* _Short task_
Transcribe the passage on dividend investing from "With that said, however, I" up to and including "point of view.".

Hi, I’m Ian.

I’m a dividend investor and I’ve been earning dividend income quarter after quarter from a portfolio filled with highly profitable stocks in both Malaysia and Singapore.

I believe, stock investing is a simple means, available to all of us, to generate a sustainable source of passive income, thus, propelling us one step closer to achieving financial freedom.

With that said, however, I realized that most who have started hopeful failed to be rewarded from their stock ventures. I’ve learnt, in most cases, this often stems from having unrealistic expectations on what stock investing is from the investors’ point of view.

Outline labeling records:
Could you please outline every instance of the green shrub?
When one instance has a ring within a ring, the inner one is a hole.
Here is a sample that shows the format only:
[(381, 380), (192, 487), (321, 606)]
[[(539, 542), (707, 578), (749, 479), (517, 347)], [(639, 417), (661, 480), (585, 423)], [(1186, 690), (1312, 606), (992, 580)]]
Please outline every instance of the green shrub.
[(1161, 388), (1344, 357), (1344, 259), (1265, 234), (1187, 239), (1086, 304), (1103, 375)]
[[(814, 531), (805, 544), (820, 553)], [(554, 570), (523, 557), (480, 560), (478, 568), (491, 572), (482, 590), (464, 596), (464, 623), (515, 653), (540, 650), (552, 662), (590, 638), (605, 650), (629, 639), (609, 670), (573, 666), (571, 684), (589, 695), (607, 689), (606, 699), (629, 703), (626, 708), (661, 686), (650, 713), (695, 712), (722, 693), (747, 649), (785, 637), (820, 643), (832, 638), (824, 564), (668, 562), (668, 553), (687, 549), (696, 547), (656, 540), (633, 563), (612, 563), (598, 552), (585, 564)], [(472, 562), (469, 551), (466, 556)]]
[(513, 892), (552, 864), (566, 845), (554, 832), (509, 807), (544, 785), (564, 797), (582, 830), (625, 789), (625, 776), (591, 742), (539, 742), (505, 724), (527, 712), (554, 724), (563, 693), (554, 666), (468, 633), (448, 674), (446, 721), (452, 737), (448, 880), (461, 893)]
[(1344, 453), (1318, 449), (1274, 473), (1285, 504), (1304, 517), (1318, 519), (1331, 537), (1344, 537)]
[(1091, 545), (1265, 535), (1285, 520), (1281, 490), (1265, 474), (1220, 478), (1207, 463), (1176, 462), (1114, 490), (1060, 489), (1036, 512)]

* _Result of the task_
With that said, however, I realized that most who have started hopeful failed to be rewarded from their stock ventures. I’ve learnt, in most cases, this often stems from having unrealistic expectations on what stock investing is from the investors’ point of view.